所给文本:
╭──

【nwpu暑假集训搜索专题】(一)

表示我都没有跟着群巨暑假集训做题的节奏走,但是由于搜索太弱,所以就做了几道搜索题。

POJ 3278

#include <iostream>
#include <string>
#include <cstdio>
#include <cstring>
#include <stdlib.h>
using namespace std;
int n, k, maxn = 100001;
int a[100100];
int q[100100];
int bfs()
{
	memset(a, 0, sizeof(a));
	a[n] = 1;
	int l = 0, r = 1;
	q[0] = n; 
	while (l < r)
	{
		int x = q[l++];
	
		if (!a[x - 1] && (x - 1 >= 0))
		{
			a[x - 1] = a[x] + 1;
			q[r++] = x - 1;
			if (x - 1 == k) return a[x] + 1; 
		
		}
		if (!a[x + 1] && (x + 1 < maxn))

╰──

练习任务:
1 > 根据所给文本回答下列问题:
(a) 文中给出代码的是哪一道题?
(b) 作者做搜索题的原因是什么?
(c) 代码中变量 maxn 的初始值是多少?
2 > 将所给文本中以“表示我都没有跟着”开头的段落改写得更简短,保留其主要内容。
3 > 抄写所给文本中的一段:从含有“if (!a[x - 1]”的那几个字开始,抄到“(x + 1 < maxn))”为止。

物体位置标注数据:
╭──

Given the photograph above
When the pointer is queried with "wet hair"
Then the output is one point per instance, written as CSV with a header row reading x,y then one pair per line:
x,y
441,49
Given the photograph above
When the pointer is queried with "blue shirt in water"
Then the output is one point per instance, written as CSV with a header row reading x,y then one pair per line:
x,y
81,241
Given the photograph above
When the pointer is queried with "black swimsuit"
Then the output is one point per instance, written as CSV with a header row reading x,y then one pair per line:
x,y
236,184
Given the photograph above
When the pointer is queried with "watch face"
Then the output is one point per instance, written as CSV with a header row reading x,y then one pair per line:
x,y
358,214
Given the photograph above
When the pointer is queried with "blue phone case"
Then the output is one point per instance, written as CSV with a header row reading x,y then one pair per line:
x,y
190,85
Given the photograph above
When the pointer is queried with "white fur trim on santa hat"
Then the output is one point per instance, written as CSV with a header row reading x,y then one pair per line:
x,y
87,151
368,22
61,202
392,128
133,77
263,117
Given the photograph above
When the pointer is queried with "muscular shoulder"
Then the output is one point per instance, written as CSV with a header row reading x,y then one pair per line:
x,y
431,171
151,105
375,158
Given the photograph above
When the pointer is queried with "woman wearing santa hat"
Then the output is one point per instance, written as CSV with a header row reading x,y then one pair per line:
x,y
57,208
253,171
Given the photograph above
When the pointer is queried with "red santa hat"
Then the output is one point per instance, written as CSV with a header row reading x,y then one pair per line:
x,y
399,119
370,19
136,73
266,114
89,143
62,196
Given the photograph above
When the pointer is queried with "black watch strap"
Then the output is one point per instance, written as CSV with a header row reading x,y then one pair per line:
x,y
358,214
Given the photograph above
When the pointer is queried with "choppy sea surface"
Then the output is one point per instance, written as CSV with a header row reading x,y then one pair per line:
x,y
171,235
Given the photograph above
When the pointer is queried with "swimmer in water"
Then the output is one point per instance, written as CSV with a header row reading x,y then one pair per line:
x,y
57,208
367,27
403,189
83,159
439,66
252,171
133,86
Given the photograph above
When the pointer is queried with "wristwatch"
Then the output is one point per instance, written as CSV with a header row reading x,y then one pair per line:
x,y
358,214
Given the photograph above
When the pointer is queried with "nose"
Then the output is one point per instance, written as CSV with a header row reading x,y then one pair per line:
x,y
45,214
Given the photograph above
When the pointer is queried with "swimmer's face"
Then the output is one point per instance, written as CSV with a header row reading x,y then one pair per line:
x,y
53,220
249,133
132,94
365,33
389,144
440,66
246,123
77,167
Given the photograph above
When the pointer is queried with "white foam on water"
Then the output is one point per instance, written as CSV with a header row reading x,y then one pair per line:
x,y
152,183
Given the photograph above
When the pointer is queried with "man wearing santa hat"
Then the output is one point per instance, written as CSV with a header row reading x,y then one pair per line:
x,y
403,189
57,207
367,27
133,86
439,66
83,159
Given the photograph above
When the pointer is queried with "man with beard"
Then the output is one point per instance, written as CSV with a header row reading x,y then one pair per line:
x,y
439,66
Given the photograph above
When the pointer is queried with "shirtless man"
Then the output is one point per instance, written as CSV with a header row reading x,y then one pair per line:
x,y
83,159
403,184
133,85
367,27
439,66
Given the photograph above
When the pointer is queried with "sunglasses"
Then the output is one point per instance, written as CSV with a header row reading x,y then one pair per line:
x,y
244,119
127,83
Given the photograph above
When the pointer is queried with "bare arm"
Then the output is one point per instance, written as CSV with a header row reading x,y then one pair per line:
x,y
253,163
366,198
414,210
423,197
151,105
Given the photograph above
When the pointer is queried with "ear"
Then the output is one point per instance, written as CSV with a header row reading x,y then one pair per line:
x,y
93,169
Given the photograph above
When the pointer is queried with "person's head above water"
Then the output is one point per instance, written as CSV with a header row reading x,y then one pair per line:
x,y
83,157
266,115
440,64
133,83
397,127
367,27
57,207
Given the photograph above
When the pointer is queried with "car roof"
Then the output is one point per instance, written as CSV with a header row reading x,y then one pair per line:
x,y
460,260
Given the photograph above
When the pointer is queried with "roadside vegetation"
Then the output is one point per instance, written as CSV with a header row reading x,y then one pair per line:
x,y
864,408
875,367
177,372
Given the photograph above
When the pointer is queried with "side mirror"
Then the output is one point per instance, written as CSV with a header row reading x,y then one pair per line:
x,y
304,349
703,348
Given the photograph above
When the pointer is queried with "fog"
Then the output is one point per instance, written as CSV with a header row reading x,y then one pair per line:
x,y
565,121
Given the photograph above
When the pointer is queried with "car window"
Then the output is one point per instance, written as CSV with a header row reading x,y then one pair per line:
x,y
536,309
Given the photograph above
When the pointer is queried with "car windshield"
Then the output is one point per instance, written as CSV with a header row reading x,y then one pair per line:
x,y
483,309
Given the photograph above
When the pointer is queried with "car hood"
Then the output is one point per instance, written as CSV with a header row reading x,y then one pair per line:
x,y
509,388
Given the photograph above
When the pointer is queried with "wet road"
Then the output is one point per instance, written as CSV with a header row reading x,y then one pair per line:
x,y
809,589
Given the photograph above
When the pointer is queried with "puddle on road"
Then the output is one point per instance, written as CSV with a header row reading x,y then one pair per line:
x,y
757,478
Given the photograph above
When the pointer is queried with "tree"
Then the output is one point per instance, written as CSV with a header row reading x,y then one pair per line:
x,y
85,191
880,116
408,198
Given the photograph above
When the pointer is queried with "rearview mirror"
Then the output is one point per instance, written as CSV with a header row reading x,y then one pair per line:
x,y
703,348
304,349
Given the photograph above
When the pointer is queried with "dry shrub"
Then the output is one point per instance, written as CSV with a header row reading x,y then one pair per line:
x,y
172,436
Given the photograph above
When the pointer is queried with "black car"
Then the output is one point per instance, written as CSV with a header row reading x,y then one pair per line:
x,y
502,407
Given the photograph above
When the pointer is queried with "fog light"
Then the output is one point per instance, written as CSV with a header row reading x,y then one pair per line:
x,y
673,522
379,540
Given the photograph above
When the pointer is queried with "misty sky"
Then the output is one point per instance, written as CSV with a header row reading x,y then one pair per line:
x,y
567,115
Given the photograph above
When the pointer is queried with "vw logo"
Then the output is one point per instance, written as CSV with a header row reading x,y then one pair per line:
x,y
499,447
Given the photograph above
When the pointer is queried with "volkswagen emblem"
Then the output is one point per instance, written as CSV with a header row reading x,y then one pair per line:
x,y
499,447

╰──

参考答案:
1 >
(a) POJ 3278。
(b) 因为作者的搜索太弱。
(c) 100001。

2 > 作者没有跟上群巨暑假集训的做题节奏,但因搜索太弱,做了几道搜索题。

3 >
if (!a[x - 1] && (x - 1 >= 0))
		{
			a[x - 1] = a[x] + 1;
			q[r++] = x - 1;
			if (x - 1 == k) return a[x] + 1; 
		
		}
		if (!a[x + 1] && (x + 1 < maxn))